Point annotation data
--------------------------------------------------
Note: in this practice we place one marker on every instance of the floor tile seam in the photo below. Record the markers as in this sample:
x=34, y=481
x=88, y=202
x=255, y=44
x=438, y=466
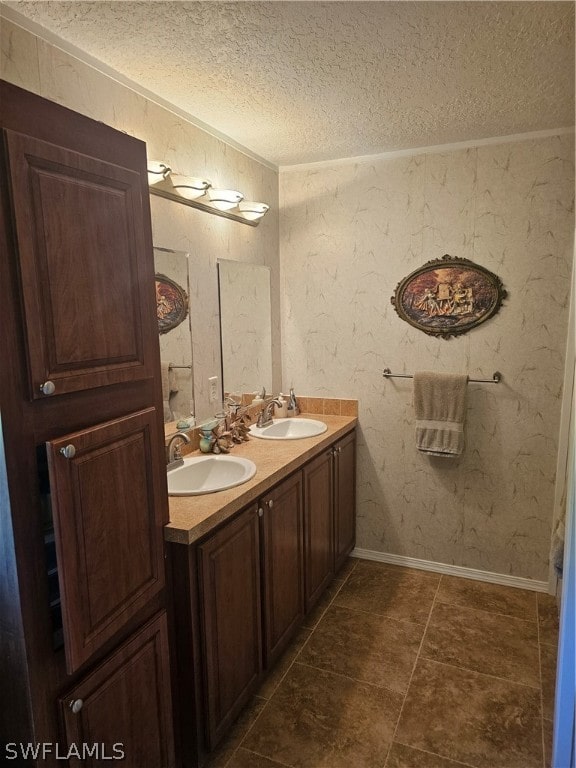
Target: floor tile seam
x=487, y=674
x=491, y=613
x=436, y=754
x=266, y=757
x=548, y=645
x=542, y=736
x=348, y=677
x=382, y=615
x=413, y=670
x=258, y=716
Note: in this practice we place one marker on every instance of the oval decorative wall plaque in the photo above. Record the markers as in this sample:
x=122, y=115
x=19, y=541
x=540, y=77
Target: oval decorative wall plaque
x=448, y=296
x=171, y=303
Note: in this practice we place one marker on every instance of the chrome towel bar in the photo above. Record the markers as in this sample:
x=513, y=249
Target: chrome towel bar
x=496, y=377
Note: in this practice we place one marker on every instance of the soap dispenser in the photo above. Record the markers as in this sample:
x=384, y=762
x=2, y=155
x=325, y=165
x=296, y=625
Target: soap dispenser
x=259, y=397
x=281, y=408
x=293, y=409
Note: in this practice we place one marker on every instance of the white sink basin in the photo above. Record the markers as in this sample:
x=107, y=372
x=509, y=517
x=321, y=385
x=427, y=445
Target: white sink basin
x=208, y=474
x=289, y=429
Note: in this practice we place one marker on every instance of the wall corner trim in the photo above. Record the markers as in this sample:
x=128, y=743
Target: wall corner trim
x=451, y=570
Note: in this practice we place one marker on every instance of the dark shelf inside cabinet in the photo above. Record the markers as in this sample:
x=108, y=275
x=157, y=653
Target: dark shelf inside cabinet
x=51, y=559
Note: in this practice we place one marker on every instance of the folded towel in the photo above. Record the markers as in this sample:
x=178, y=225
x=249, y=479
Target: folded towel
x=168, y=388
x=440, y=408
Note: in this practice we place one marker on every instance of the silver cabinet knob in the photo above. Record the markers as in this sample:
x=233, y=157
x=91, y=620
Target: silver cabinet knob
x=68, y=451
x=48, y=388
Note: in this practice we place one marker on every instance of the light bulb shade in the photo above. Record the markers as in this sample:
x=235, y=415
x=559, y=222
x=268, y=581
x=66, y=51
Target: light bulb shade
x=157, y=171
x=224, y=199
x=189, y=187
x=251, y=210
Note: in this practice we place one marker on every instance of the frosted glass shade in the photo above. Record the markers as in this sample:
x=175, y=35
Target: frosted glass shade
x=224, y=199
x=190, y=187
x=157, y=171
x=251, y=210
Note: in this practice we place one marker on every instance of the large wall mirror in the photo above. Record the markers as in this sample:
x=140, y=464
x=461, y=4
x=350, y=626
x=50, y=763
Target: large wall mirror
x=245, y=326
x=172, y=295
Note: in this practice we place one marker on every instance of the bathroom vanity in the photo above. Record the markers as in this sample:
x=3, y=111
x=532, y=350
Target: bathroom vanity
x=248, y=564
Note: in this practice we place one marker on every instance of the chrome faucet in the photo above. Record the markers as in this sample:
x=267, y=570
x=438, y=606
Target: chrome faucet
x=265, y=415
x=173, y=455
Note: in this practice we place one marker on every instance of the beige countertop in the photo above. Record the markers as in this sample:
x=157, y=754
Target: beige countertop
x=192, y=517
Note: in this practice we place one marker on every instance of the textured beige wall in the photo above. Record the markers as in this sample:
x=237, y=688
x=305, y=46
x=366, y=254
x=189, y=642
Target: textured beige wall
x=38, y=66
x=349, y=233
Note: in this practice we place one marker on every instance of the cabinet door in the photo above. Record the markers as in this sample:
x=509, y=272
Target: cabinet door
x=108, y=505
x=123, y=709
x=318, y=526
x=344, y=498
x=282, y=527
x=229, y=566
x=86, y=278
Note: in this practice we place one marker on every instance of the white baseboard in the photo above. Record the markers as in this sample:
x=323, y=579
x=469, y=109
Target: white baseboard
x=451, y=570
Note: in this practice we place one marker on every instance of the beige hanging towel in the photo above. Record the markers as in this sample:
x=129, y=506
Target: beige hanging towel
x=440, y=408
--------------------------------------------------
◆ STATED PROBLEM: Rewrite all of the records above, substituting "in this exercise" for every occurrence of "in this practice" and leaving everything else unchanged. Leave the pictures out of your answer.

◆ RIGHT ANSWER:
Note: in this exercise we place one marker on every instance of the floor tile seam in the photo below. Record the markers as in this sample:
x=34, y=481
x=88, y=202
x=255, y=44
x=438, y=466
Target: floor tile seam
x=487, y=674
x=491, y=613
x=436, y=754
x=266, y=757
x=548, y=645
x=542, y=736
x=348, y=677
x=382, y=615
x=413, y=670
x=258, y=716
Note: in this exercise we place one marker on every instance of the oval decorative wall plaque in the photo above. Record the markers as in this sample:
x=122, y=115
x=19, y=541
x=540, y=77
Target: oval decorative wall plaque
x=448, y=296
x=171, y=303
Note: in this exercise we place one marker on every instance of the chrome towel bar in the photo above. Record the markers as in this sample:
x=513, y=249
Target: chrome towel bar
x=496, y=377
Note: in this exercise we place one marker on every instance of the soap dispenser in the photo above. Record the markers as in this sample:
x=384, y=762
x=2, y=155
x=325, y=165
x=296, y=625
Target: soap dispenser
x=259, y=397
x=281, y=408
x=293, y=409
Note: in this exercise we place one marker on every instance of the white sink basin in the photo above. Record the markers as in this sample:
x=107, y=372
x=509, y=517
x=321, y=385
x=427, y=445
Target: white sink basin
x=208, y=474
x=289, y=429
Note: in this exercise we place one marker on every instance of the wall corner trim in the photo above. Record the markers as in this sample:
x=128, y=743
Target: wall corner trim
x=451, y=570
Note: in this exercise we place one marker on every instance of the dark shelf inside cabinet in the photo above. Record the markers as in this sample:
x=108, y=275
x=157, y=653
Target: dark shelf inside cabinet
x=51, y=559
Note: in this exercise we place one marker on every instance of the folded towel in the photo above. Record the markers as in this sample:
x=178, y=225
x=249, y=479
Target: folded towel
x=168, y=388
x=440, y=408
Note: in this exercise we place one marker on every instance of the silver cabinet knob in the photo above. Record the markers as in this sample:
x=233, y=157
x=91, y=620
Target: silver cabinet knob
x=68, y=451
x=48, y=388
Note: in this exercise we place one marker on every instance of the light bulb shade in the photo above. Record the markers as in this sample:
x=235, y=415
x=559, y=222
x=268, y=581
x=66, y=51
Target: light bulb shade
x=157, y=171
x=224, y=199
x=189, y=187
x=251, y=210
Note: in this exercise we place one marker on every instance of the frosted glass shade in the photo above. Record the markers as in this sample:
x=175, y=35
Target: frosted glass shade
x=224, y=199
x=190, y=187
x=157, y=171
x=251, y=210
Note: in this exercise we place one marker on every instance of the large wall mirror in the photo above. Record the markers as in this sample:
x=140, y=464
x=461, y=4
x=350, y=626
x=50, y=763
Target: large wall mirror
x=245, y=326
x=172, y=295
Note: in this exercise we place one marker on every instance of the bathroom vanity in the photo above. Record the markers as in this sample:
x=3, y=111
x=532, y=350
Target: bathroom vanity
x=248, y=564
Note: in this exercise we place one marker on every instance of the chrome faucet in the photo above. Record the markers as in this sample:
x=267, y=570
x=438, y=606
Target: chrome faucet
x=265, y=415
x=173, y=455
Note: in this exercise we place one marker on every instance of the beige countertop in the photo above. Record the markers as in this sample:
x=157, y=754
Target: beige countertop
x=192, y=517
Note: in this exercise we place one marker on every instance of the textured beige wall in the photo above. Record the markers as in this sample:
x=237, y=688
x=305, y=46
x=366, y=254
x=189, y=642
Target: textured beige wall
x=38, y=66
x=349, y=233
Note: in this exercise we place one marker on every instance of the cabinet door in the photo above. Record the markers as in this sample:
x=509, y=272
Target: cabinet door
x=108, y=505
x=123, y=709
x=318, y=526
x=344, y=498
x=282, y=527
x=229, y=566
x=86, y=278
Note: in this exercise we place one marker on every instance of the white baseboard in the photo above. Record the markers as in this sample:
x=323, y=579
x=469, y=109
Target: white baseboard
x=451, y=570
Note: in this exercise we place one marker on every instance of the beige hanging towel in the photo above. Record the markers as in this sample:
x=129, y=506
Target: beige hanging towel
x=440, y=408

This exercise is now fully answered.